Text excerpt.

— BEGIN —

Recordings:  Try and Stop Me (2004)
Down

Inner Jacket (cover)
Inner Jacket (page 1)
Inner Jacket (centerfold)
Inner Jacket (page 5)
Inner Jacket (back)
CD Insert (back)
Track Listing

With Leo's notes...

  1. Monopoly

    This is a take on a tune of mine from another label, another guitar, another time. Another title might be "Death by Repetition."

  2. Stolen

    First turned up as a harmony to "Doc's Guitar" when I recorded it sometime in the 70's, I think. It's a fun platform and plays itself when needed.

  3. Mockingbird Hill

    I used to hear this on the farm report at dawn when I was a boy, then when I was not. Patti Page had a way of turning strange little songs into strange little anthems. I don't know how this tune works on the guitar but it wouldn't work if I sang it.

— END —

Coordinate annotation entries
— BEGIN —

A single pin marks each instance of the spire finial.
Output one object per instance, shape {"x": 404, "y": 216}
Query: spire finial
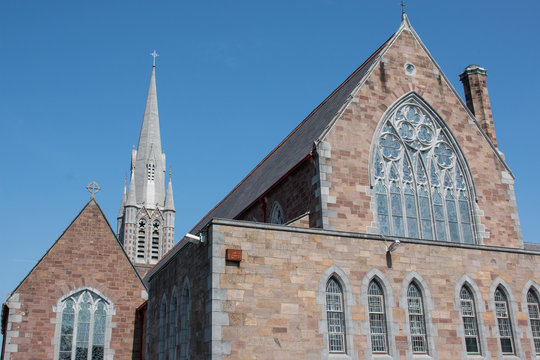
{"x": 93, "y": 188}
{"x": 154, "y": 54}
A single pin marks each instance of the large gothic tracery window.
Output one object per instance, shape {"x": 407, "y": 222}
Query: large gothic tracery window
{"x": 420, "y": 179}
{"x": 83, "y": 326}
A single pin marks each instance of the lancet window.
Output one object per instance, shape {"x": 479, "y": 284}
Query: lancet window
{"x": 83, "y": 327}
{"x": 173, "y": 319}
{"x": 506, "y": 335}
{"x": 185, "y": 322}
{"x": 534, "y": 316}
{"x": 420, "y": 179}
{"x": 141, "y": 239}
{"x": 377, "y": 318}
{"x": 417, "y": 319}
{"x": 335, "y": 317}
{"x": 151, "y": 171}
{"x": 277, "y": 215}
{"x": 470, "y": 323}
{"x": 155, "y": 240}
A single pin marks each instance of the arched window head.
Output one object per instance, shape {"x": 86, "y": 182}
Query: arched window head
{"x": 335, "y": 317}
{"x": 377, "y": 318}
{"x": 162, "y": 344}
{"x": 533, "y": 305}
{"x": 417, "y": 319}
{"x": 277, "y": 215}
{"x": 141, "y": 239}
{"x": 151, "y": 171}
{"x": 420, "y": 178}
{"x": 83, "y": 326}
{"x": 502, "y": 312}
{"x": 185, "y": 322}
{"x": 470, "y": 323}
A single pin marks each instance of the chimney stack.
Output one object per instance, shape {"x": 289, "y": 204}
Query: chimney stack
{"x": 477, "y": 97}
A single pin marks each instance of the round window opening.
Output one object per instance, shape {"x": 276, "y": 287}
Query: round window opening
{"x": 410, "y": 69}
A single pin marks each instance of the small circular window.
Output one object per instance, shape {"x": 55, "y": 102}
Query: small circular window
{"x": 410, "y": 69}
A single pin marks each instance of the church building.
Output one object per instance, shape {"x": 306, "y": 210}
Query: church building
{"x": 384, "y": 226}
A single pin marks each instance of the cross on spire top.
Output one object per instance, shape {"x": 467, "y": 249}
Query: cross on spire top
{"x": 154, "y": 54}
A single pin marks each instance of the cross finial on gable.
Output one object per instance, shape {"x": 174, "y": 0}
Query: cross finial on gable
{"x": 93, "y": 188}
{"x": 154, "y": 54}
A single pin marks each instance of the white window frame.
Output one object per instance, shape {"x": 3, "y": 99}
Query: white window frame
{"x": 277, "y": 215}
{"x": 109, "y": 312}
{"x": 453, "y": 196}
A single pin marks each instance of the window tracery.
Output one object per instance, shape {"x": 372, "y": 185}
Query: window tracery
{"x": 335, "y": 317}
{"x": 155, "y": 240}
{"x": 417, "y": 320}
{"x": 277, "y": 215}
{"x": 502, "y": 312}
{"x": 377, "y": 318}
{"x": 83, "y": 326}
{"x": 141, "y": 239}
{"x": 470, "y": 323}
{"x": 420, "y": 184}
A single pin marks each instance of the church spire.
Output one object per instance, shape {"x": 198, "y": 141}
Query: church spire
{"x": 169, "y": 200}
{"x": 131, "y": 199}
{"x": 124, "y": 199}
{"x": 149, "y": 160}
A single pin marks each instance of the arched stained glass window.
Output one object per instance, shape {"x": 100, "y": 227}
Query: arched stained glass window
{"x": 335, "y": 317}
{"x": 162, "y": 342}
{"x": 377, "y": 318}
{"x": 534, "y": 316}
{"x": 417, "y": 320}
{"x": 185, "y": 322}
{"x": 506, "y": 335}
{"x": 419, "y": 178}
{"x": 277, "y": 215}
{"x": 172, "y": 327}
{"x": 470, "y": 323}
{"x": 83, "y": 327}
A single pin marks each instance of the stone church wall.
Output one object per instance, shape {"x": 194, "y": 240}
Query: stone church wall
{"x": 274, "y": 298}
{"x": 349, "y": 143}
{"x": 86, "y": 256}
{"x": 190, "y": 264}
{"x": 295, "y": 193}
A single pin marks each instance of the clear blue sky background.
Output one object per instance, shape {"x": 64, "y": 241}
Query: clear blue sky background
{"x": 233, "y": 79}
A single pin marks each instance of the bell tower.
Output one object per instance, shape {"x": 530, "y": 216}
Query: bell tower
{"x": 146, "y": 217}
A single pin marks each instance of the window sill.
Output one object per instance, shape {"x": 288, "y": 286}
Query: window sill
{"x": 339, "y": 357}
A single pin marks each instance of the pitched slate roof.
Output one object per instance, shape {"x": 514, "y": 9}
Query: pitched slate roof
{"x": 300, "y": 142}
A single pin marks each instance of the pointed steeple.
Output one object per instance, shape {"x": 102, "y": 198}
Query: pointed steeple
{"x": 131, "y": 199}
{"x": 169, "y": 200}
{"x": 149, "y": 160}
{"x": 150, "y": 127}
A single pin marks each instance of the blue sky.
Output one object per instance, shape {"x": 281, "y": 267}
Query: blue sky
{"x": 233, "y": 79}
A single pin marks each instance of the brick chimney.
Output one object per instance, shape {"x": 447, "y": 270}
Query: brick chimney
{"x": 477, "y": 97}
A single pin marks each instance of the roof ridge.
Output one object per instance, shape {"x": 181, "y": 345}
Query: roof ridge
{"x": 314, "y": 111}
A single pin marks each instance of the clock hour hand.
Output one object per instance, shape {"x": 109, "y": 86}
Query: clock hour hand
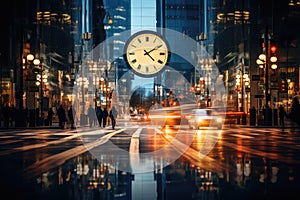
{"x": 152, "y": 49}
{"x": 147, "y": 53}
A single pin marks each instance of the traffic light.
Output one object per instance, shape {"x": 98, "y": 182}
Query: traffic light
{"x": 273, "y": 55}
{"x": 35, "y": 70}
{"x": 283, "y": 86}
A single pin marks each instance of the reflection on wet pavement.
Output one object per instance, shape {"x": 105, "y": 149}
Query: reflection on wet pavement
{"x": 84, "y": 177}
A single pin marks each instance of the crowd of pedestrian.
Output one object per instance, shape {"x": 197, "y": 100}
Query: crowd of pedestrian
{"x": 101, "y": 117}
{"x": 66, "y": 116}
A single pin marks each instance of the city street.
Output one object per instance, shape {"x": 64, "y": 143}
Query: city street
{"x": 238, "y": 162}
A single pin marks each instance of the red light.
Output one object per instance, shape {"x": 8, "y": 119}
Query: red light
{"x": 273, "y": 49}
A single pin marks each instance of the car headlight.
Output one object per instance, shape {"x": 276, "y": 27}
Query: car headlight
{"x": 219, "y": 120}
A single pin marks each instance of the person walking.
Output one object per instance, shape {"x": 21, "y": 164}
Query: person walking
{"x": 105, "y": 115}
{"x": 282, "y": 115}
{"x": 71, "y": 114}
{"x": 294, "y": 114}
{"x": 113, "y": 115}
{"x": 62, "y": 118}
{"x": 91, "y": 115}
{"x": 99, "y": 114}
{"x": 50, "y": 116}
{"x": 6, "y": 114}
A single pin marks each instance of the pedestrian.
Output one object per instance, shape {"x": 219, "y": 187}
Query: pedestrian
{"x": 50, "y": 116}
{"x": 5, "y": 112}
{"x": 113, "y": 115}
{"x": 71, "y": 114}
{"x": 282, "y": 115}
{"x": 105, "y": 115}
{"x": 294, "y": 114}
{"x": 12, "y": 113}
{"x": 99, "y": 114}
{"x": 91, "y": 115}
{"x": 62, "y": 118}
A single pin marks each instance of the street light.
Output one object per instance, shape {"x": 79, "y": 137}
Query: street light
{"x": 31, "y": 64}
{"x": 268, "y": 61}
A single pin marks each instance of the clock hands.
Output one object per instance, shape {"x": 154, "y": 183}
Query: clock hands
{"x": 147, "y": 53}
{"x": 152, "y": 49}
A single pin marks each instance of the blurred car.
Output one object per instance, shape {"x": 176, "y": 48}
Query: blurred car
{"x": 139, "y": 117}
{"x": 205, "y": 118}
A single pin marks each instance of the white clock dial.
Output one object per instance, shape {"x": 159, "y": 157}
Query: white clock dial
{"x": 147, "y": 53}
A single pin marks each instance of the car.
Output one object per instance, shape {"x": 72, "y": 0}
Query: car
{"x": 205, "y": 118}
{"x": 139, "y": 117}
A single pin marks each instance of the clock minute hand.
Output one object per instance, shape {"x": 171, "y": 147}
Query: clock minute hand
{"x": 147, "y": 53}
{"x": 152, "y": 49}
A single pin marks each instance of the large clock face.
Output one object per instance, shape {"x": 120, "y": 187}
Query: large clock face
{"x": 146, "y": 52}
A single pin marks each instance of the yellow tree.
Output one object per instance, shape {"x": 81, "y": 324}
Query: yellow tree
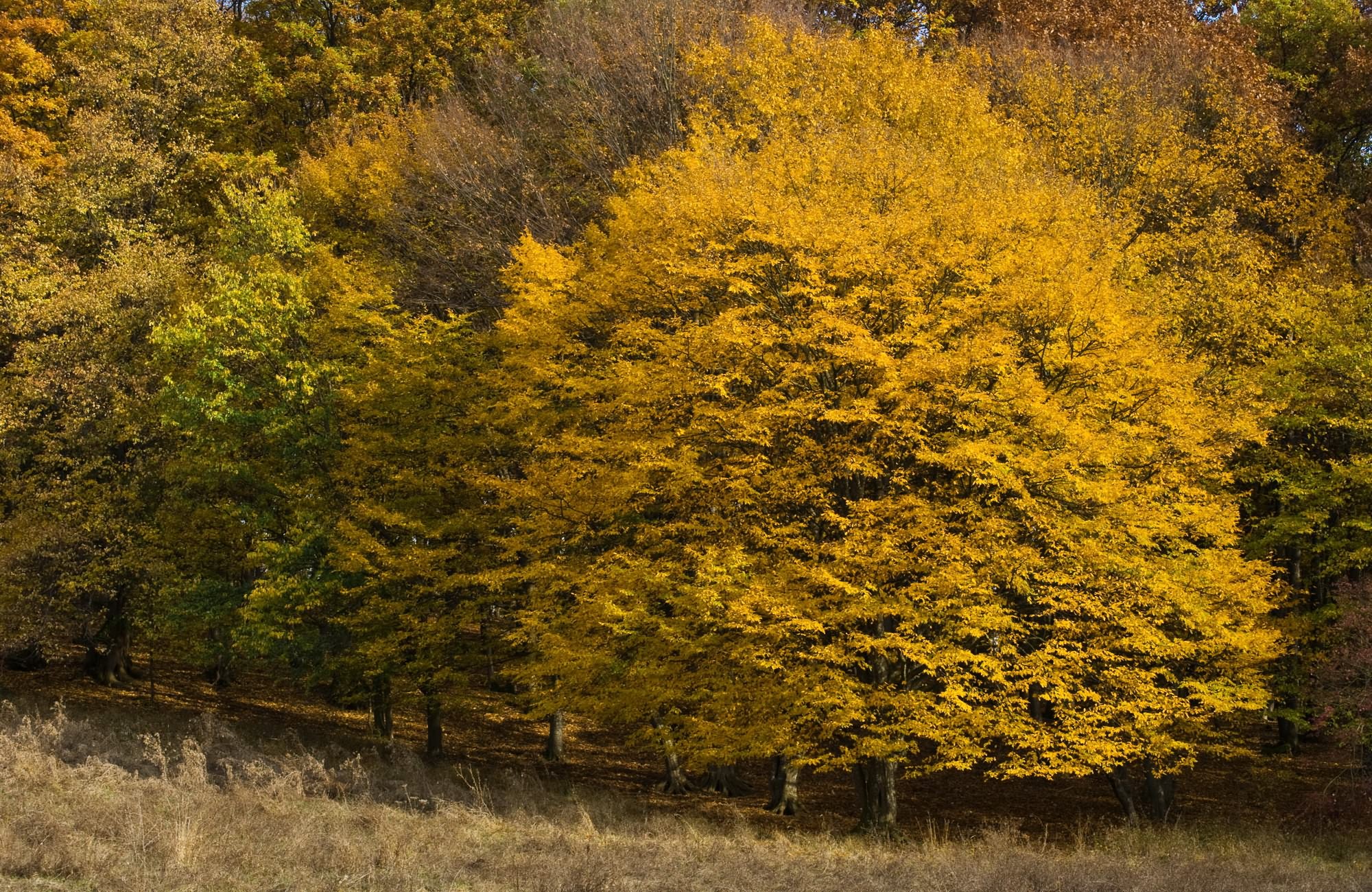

— END —
— BEGIN —

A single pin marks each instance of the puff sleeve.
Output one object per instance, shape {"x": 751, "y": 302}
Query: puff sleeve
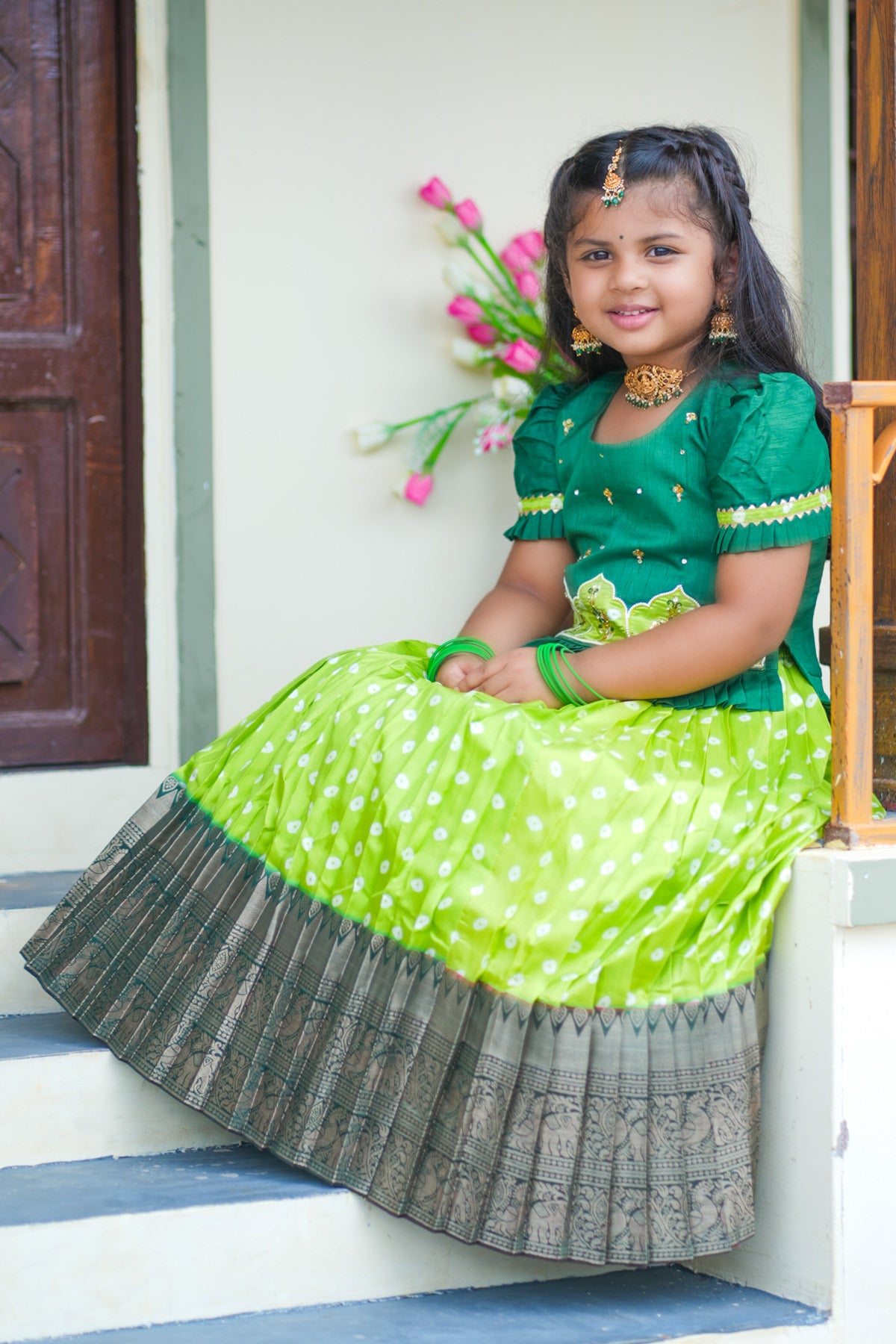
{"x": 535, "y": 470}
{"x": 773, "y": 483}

— END —
— BEGIN —

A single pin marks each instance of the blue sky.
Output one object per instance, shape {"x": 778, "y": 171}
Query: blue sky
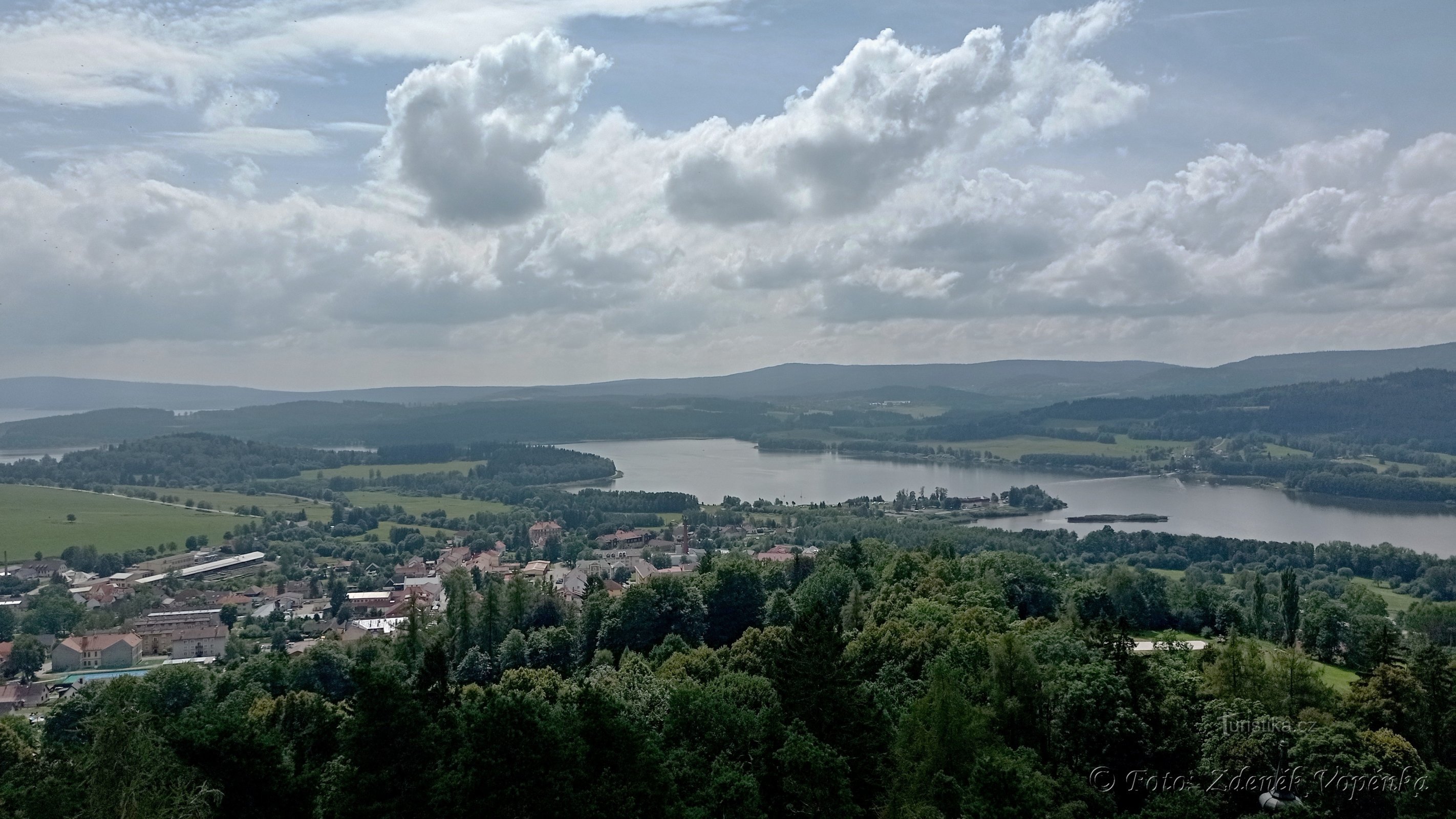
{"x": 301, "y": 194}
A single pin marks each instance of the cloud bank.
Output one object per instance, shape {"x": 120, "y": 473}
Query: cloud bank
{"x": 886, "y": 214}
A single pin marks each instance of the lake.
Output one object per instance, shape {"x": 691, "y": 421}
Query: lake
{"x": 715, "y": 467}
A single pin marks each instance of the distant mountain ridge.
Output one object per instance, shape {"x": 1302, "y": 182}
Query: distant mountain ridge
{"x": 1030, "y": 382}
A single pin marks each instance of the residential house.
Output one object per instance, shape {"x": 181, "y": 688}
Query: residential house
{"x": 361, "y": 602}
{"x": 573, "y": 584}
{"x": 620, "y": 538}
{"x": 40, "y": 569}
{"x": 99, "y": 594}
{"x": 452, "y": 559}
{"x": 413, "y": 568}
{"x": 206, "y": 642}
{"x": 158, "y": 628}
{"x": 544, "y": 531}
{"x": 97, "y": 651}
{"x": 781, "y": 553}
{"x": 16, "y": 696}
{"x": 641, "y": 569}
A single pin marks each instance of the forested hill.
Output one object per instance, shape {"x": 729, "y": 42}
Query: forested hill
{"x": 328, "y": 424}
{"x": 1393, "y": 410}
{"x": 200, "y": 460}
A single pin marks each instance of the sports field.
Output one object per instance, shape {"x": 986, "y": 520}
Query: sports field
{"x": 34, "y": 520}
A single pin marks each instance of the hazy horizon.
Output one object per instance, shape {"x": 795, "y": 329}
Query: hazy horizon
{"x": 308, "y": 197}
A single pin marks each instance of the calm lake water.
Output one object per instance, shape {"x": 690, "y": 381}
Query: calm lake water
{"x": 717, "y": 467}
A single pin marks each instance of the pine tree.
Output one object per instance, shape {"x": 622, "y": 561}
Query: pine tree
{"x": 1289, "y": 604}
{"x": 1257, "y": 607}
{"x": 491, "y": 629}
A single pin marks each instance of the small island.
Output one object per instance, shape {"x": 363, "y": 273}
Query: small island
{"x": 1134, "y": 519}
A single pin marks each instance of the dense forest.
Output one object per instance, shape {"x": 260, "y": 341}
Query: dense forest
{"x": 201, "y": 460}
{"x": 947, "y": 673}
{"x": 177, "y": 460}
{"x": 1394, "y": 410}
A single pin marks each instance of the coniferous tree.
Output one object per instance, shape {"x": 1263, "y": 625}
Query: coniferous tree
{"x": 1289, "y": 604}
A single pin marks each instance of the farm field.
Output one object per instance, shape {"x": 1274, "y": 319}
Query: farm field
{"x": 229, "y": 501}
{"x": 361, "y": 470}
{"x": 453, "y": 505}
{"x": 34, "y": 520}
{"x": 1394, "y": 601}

— END —

Requirement 1. How would you render this sentence from the album track notes in Spanish: "Patti Page had a way of turning strange little songs into strange little anthems."?
Requirement 2. Can you carry the album track notes forward, picking up right after their final sentence?

Written reply 1. Patti Page tenía un modo de convertir pequeñas canciones extrañas en pequeños himnos extraños.

Written reply 2.
  4. Then

    I was in a little diner-type joint in the middle of nowhere, a greasy spoon in the Trinity Mountains, when two guys walked in and stunk the place up. One of them never spoke, or didn't speak for a long, long time. Since we were the only three people in this place, which was big enough for two, and since these two stunk, I didn't wonder why one of them couldn't place his order. His buddy ordered for him. But I wondered what the smell was. It was not repellent but was particularly peculiar. After a long wait in the gathering bouquet, the silent one said, "Then..." We all snapped to attention. But if he had anything else to say we'd have to wait. And the diner would be gone. And the woods. And time. Only the bouquet would remain, floating like a vapor on the summer air.

  5. Mora Roa

    This is not Hawaiian, it is baseball.

  6. Axolotl

    As the photographer reminded me, an axolotl was used as a margin glyph by the early Mad Magazine. The axolotl occupied something of the same place as Oat Willie did a decade later, in a different publication. When not on stage the axolotl is a North American amphibian that mates in its larval stage, retaining external gills in adulthood. Maybe it should do that on stage.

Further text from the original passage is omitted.